YOUR OBJECTIVE.
Scan the records beneath this line for the line holding "Objective — one point per instance of the tree in" and the line holding "Objective — one point per instance of the blue sky", then transcribe exactly those two and all lines between.

INPUT DATA.
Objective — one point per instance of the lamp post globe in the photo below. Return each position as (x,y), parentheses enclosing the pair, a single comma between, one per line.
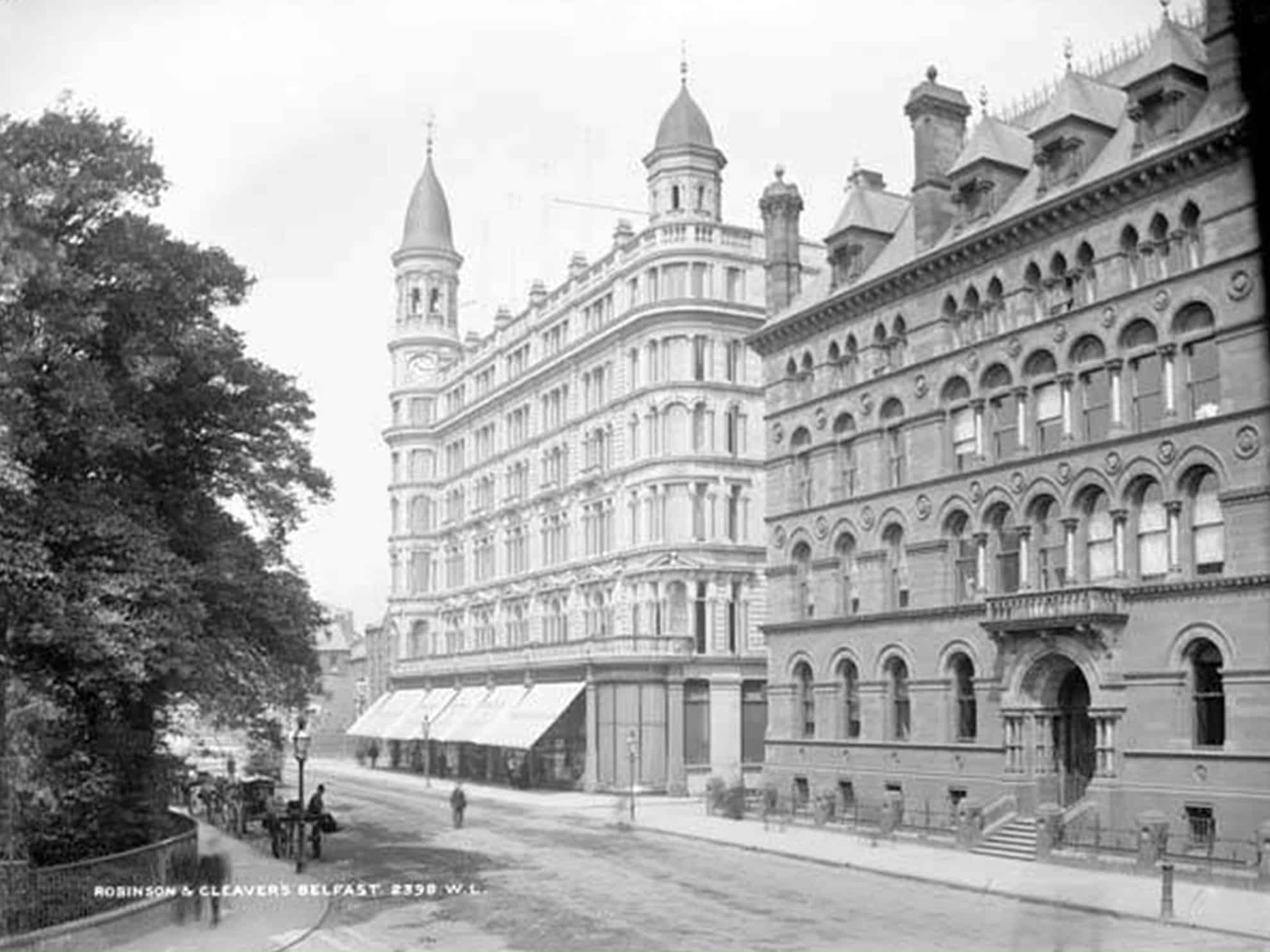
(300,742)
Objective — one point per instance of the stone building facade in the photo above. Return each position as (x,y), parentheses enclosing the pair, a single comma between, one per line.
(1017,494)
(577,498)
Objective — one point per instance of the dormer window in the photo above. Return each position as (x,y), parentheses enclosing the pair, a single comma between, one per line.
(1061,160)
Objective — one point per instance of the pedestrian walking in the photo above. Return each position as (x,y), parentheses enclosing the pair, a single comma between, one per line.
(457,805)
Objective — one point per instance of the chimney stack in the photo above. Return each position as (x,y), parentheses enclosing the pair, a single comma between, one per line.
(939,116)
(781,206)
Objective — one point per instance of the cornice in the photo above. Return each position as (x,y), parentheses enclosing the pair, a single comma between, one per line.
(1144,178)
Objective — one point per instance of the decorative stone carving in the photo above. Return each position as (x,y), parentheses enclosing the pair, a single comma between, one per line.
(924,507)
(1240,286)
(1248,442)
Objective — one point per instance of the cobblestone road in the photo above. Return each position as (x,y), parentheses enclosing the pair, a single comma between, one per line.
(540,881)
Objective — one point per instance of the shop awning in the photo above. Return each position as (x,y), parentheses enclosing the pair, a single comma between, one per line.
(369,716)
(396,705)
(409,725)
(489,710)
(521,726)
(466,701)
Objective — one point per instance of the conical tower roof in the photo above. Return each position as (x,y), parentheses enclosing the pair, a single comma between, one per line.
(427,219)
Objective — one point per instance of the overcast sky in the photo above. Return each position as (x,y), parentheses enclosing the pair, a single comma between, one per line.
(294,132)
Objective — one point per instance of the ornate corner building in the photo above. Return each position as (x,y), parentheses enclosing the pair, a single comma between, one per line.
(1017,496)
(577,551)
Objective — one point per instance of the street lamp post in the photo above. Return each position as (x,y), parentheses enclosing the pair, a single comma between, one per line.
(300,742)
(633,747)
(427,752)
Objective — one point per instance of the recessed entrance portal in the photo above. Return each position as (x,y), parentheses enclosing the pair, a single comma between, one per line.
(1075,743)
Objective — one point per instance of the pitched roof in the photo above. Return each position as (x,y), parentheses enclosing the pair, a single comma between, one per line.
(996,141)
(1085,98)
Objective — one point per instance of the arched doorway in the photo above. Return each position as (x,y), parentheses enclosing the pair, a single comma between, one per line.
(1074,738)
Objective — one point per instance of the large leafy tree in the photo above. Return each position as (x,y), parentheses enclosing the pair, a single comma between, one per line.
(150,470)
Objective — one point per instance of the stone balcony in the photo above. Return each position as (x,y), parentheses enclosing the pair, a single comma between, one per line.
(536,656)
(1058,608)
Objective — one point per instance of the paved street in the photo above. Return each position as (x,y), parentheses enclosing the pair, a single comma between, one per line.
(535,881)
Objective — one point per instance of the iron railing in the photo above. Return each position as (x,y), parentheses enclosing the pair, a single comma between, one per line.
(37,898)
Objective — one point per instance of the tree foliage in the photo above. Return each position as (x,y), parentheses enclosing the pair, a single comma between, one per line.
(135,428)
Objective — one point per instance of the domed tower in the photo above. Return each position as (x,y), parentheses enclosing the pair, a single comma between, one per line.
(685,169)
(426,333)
---
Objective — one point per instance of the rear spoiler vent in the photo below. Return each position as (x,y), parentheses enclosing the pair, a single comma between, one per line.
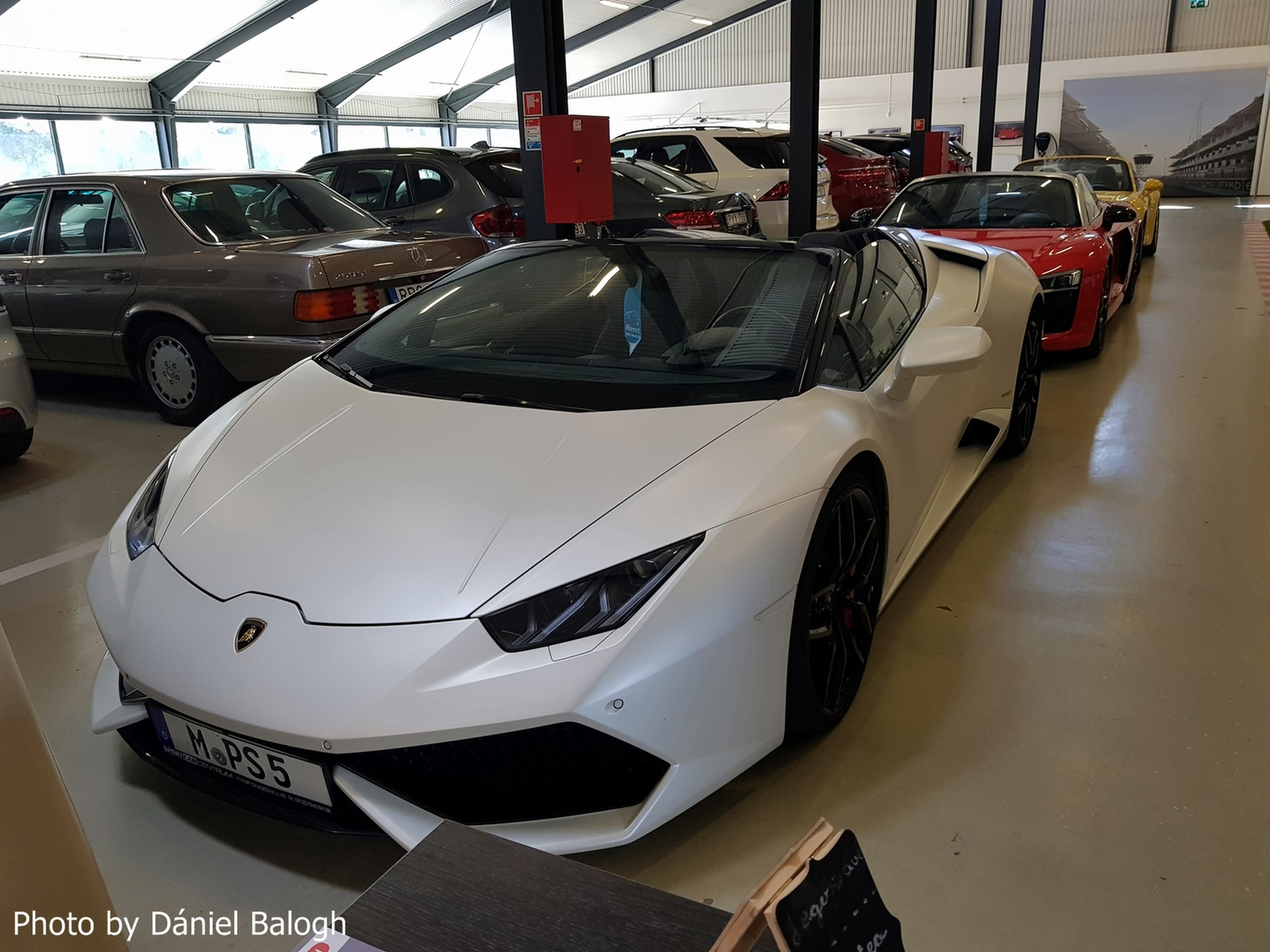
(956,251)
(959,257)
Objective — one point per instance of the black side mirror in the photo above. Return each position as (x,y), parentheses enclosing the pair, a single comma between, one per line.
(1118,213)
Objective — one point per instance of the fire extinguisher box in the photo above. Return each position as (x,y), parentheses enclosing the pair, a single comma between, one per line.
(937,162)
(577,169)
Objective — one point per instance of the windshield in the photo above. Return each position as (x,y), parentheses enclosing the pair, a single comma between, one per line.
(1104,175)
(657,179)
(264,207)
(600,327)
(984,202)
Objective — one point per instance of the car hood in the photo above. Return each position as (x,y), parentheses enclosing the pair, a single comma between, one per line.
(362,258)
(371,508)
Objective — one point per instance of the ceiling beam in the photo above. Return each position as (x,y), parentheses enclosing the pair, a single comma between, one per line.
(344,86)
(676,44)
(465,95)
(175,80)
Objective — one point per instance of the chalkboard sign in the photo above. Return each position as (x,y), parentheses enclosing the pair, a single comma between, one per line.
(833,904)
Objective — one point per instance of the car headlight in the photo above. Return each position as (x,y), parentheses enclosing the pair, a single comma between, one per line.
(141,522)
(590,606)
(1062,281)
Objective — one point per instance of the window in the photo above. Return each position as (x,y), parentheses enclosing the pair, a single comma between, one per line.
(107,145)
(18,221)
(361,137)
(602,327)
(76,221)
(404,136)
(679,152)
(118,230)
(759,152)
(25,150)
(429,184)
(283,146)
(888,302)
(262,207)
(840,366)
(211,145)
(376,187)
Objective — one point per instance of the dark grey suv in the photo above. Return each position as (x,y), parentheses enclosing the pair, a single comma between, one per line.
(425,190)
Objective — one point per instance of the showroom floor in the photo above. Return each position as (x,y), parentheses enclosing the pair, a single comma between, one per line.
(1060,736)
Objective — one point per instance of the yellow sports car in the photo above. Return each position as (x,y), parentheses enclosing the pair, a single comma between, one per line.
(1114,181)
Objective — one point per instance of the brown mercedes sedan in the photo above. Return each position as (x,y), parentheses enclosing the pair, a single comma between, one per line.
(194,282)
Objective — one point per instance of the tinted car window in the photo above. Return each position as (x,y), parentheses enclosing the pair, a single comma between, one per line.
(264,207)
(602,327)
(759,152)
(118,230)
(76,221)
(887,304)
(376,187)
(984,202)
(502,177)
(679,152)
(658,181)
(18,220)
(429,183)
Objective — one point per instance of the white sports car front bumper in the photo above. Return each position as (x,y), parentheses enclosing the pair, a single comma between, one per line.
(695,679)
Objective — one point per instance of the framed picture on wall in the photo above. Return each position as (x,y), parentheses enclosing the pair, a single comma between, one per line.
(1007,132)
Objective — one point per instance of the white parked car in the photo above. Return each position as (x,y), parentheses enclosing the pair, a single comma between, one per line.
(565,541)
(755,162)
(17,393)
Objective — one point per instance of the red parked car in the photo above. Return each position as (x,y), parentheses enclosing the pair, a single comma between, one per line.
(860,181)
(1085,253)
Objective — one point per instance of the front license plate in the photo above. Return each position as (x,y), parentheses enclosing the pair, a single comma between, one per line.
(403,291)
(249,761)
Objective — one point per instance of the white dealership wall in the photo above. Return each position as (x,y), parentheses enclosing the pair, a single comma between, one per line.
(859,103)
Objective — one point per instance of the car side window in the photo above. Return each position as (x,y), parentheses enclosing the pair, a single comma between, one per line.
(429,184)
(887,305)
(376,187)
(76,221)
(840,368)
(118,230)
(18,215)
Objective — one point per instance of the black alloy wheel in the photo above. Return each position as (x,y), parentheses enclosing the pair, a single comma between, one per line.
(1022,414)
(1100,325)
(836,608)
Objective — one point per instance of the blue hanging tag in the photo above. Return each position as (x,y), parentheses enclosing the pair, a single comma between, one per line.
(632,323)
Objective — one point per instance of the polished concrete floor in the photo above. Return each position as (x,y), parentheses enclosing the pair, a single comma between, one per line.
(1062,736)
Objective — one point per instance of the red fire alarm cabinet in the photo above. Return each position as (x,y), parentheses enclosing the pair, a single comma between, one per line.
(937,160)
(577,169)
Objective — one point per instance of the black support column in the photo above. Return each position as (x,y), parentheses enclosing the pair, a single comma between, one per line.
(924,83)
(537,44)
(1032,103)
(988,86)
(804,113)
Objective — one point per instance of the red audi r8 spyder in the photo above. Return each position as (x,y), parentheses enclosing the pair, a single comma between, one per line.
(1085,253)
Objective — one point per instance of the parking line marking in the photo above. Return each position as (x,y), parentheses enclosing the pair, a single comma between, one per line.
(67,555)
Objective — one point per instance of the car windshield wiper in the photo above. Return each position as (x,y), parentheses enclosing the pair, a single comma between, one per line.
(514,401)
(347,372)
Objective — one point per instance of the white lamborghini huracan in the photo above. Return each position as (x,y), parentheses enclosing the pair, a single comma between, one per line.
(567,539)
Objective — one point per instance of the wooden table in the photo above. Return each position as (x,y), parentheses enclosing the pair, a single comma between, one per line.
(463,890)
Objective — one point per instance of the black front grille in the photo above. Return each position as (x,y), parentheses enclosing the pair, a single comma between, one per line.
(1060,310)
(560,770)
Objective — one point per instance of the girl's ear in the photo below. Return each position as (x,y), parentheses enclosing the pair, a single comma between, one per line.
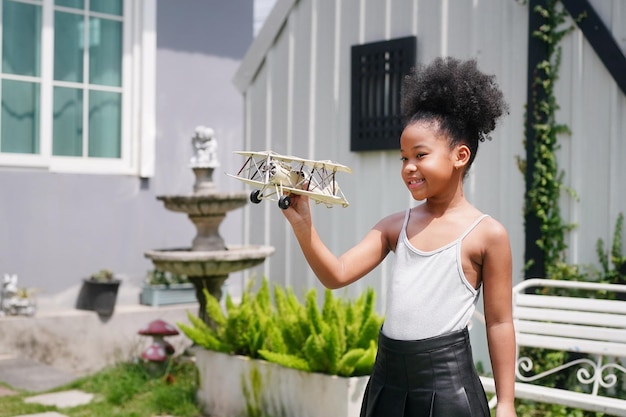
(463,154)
---
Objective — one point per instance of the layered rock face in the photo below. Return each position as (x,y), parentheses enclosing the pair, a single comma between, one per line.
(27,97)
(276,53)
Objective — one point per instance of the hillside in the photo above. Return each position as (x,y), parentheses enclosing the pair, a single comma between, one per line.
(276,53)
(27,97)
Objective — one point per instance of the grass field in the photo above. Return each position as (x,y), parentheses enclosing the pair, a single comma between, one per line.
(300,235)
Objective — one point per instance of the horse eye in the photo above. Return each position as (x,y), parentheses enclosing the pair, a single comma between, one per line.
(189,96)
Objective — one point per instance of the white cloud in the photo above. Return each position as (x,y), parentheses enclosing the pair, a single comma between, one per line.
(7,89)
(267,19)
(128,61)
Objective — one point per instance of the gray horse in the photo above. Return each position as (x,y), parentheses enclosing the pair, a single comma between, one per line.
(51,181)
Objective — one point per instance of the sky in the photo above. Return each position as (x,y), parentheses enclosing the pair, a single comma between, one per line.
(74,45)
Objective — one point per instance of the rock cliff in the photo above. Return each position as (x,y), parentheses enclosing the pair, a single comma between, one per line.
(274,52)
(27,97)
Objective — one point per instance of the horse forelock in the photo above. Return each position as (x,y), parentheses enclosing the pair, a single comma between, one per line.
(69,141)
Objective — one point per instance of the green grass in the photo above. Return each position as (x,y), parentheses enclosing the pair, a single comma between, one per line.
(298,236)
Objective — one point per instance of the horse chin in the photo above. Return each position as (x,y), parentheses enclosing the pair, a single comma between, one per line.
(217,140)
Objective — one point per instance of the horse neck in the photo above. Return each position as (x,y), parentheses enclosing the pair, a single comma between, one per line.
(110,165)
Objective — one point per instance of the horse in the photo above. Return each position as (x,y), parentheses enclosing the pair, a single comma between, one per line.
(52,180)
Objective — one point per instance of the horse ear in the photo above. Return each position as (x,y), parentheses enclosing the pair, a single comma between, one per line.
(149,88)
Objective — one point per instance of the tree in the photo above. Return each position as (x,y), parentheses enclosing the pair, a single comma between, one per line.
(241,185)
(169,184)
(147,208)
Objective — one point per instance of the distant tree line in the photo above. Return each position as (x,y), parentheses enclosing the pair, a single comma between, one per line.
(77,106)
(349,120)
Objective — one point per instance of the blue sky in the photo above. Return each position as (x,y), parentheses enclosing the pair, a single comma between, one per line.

RESULT OF THIS TASK.
Objective — one point per instance of the tree in the photo above. Return each position as (x,y), parentheses enclosing the pair, a single comma between, one per line.
(241,185)
(169,184)
(147,208)
Objective — one point per instance of the distant tree line in the photo above. Return each position as (x,y), parentheses enclosing the pair, a single comma between, one per line.
(77,106)
(349,120)
Objective — one point per instance of the blue sky in the photo above. Return each position as (x,y), parentheses enclosing the pair, a single comma between, one per line.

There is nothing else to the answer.